**Texto fornecido**
::::::::

Imaginem uma coisa tão pequena
que flutua numa partícula de poeira,
que detém a chave para compreender
o cancro, a virologia e a genética.
Felizmente para nós,
essa coisa existe sob a forma
de biliões de biliões
de células humanas criadas
em laboratório, chamadas HeLa.
Recuemos um pouco.
Os cientistas criam células humanas
no laboratório
para estudar como elas funcionam,
compreender como as doenças se desenvolvem
e testar novos tratamentos
sem pôr em perigo os doentes.
Para garantir que podem repetir
essas experiências vezes sem conta,
e comparar os resultados
com outros cientistas,
precisam de enormes populações
de células idênticas
que possam duplicar
fielmente durante anos.
Até 1951, todas as linhagens
de células humanas
que os investigadores tentaram criar
morreram ao fim de alguns dias,
Depois, um cientista da John Hopkins
chamado George Gey,
recebeu uma amostra dum tumor
de aspeto estranho,
lilás escuro, brilhante, como gelatina.

::::::::

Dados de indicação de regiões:
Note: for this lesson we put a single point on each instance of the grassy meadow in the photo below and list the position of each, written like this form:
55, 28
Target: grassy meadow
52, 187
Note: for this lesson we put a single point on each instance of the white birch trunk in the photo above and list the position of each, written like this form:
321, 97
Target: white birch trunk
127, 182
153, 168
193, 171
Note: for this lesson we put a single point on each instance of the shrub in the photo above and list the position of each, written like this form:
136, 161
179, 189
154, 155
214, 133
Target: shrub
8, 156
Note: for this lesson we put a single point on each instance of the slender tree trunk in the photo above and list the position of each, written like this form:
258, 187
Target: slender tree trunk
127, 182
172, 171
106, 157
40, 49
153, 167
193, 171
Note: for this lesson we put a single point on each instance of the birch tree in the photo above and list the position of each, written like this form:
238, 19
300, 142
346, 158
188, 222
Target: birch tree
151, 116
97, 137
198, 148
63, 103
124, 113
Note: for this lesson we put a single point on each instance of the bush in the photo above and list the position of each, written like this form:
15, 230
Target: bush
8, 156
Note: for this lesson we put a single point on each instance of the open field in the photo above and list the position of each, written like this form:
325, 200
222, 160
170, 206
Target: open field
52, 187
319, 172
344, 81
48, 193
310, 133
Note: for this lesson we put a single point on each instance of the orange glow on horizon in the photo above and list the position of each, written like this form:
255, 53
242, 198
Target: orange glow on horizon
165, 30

::::::::

**Conjunto de tarefas**
1. Segundo o texto sobre as células HeLa, até que ano morreram ao fim de alguns dias todas as linhagens de células humanas que os investigadores tentaram criar?
2. Continue o texto sobre as células HeLa a partir do ponto em que termina.

**Lista de respostas**
1. Até 1951.

2.
Esta amostra era especial.
Algumas das células
continuavam a dividir-se,
a dividir-se e a dividir-se.
Quando as células individuais morriam,
as gerações de cópias ocupavam
o lugar delas e prosperavam.
O resultado foi uma fonte infindável de
células idênticas que ainda hoje subsistem.
A primeira linhagem
de células humanas imortais.
Gey chamou-lhe "HeLa",
de acordo com o tumor invulgar
da doente, Henrietta Lacks.
Nascida numa plantação
de tabaco na Virgínia,
vivia em Baltimore
com o marido e cinco filhos.
Morreu com um cancro cervical agressivo,
uns meses depois de terem sido
colhidas as células do seu tumor
e nunca soube nada sobre elas.
O que é tão especial nas células
de Henrietta Lacks
para que elas sobrevivam
quando as outras células morrem?
A resposta é que não sabemos bem.
As células humanas normais
têm incorporados mecanismos de controlo.
Podem dividir-se cerca de 50 vezes
antes de se autodestruírem
num processo chamado apoptose.
Isso impede a propagação de erros genéticos
que surgem após repetidas fases de divisão.
Mas as células cancerosas
ignoram estes sinais,
dividindo-se indefinidamente
e agrupam-se em células normais.
Mesmo assim, a maior parte das células
acabam por morrer,
em especial no exterior do corpo humano.
Mas não as HeLa, e é essa a parte
que ainda não sabemos explicar.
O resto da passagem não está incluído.